* **WORK TO BE COMPLETED**
Could you copy each line of the listing that holds "loaf"?

Top of ENTRIES SHOWN

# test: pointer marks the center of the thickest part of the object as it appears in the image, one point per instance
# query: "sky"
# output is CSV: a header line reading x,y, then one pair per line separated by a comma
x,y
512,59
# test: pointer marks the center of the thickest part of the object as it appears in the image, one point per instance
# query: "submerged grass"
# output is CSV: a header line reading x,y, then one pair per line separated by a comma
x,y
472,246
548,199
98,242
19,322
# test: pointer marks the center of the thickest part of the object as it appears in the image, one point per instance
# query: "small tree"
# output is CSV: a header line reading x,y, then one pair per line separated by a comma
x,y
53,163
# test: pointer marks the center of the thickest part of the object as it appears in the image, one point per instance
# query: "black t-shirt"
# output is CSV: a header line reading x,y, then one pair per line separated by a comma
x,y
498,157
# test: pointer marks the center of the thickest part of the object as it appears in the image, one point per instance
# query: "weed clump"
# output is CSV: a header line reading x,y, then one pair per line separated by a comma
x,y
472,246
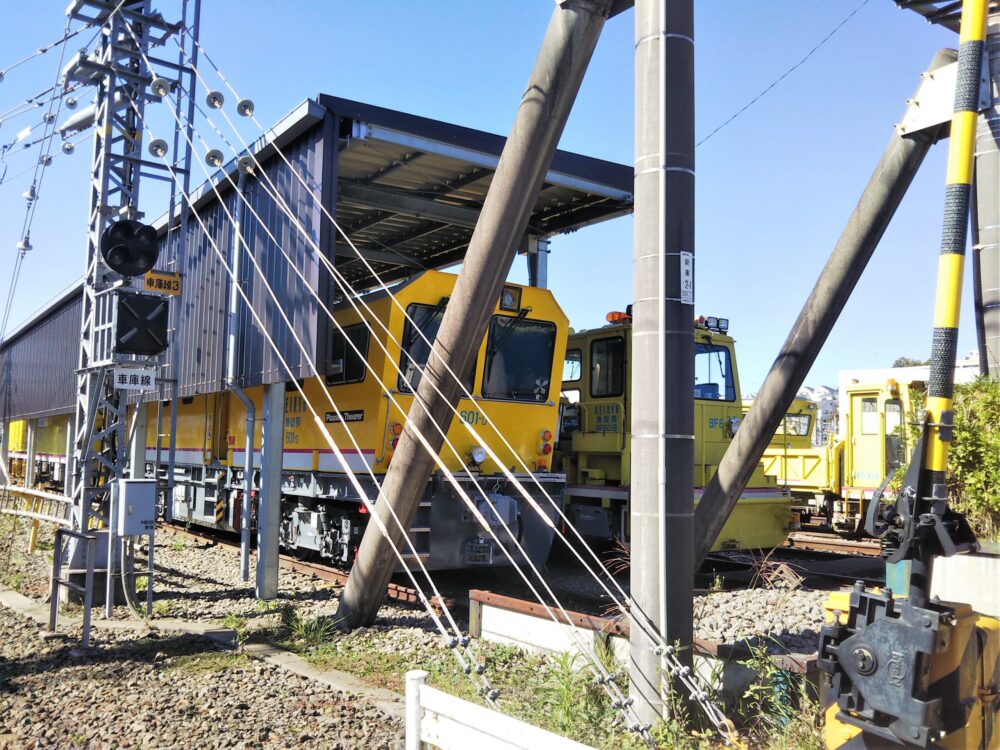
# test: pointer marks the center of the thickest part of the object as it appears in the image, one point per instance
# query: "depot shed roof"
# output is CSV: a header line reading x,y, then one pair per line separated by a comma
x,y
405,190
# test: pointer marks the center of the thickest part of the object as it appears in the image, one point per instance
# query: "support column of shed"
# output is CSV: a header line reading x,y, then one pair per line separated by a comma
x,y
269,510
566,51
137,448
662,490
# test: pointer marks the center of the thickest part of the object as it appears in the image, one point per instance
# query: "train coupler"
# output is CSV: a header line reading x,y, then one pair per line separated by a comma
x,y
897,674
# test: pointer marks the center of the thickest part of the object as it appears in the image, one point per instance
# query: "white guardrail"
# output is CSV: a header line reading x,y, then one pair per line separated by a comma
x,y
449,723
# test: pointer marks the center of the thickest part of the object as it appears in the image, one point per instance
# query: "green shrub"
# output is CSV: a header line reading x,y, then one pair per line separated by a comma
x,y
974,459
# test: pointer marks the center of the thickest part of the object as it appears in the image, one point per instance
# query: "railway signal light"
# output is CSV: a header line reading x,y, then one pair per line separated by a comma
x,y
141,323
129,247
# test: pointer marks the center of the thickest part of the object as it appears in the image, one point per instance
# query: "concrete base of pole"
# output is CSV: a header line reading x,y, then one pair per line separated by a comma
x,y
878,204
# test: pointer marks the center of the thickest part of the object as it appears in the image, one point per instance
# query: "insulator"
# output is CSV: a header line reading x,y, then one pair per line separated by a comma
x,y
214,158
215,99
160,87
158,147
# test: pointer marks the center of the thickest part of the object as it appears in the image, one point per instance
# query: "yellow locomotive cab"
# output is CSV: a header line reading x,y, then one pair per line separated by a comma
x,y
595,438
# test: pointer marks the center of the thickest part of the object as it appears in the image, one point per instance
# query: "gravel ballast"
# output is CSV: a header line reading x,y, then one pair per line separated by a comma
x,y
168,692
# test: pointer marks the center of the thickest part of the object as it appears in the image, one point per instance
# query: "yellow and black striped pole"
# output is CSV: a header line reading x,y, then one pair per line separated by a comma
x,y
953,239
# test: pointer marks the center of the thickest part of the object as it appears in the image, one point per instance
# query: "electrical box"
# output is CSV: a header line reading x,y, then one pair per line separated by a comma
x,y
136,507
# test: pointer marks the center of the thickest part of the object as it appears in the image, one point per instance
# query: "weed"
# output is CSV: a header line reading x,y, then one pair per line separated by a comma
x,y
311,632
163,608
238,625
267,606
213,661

Bottom of ENTRIES SHOWN
Top of ENTRIES SHOWN

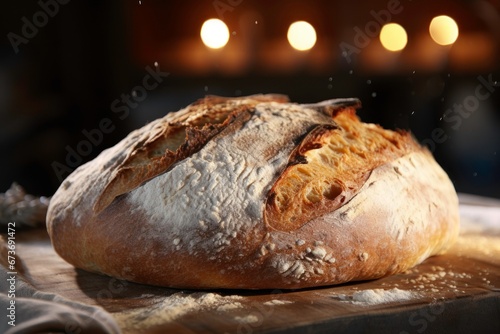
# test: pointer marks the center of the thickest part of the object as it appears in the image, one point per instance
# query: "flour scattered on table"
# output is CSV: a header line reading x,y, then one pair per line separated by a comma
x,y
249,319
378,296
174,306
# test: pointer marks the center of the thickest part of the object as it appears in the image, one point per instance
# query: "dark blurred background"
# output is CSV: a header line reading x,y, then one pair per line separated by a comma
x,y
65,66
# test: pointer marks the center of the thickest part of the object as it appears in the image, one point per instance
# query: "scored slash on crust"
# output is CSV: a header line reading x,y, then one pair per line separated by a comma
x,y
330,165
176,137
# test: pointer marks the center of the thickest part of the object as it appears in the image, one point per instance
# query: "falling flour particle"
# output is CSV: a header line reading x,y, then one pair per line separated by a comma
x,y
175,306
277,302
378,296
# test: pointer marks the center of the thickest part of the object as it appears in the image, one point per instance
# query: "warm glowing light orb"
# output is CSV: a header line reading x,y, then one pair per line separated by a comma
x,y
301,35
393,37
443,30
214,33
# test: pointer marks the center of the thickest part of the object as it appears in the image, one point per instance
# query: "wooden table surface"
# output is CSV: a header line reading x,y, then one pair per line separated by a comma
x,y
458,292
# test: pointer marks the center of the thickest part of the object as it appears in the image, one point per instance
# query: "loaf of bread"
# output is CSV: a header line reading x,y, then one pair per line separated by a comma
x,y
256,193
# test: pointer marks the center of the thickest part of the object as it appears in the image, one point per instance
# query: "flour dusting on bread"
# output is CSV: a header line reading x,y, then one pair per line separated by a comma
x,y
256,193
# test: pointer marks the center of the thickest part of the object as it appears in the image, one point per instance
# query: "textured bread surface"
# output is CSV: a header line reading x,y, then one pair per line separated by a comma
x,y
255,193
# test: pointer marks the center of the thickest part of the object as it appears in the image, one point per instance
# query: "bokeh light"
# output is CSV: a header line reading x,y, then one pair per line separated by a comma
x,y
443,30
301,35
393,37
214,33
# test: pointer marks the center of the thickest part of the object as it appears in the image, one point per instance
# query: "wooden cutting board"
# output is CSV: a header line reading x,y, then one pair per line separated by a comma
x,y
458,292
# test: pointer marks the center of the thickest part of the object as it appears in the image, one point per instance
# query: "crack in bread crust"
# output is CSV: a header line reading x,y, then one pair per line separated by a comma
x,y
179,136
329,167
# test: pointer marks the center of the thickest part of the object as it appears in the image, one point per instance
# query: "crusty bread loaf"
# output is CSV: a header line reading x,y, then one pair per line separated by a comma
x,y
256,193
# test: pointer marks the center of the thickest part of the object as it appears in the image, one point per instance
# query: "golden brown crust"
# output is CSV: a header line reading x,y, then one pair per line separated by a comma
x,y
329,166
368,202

Bottom of ENTRIES SHOWN

* **RESPONSE**
# query: "loaf of bread"
# query: "crusty bread loaf"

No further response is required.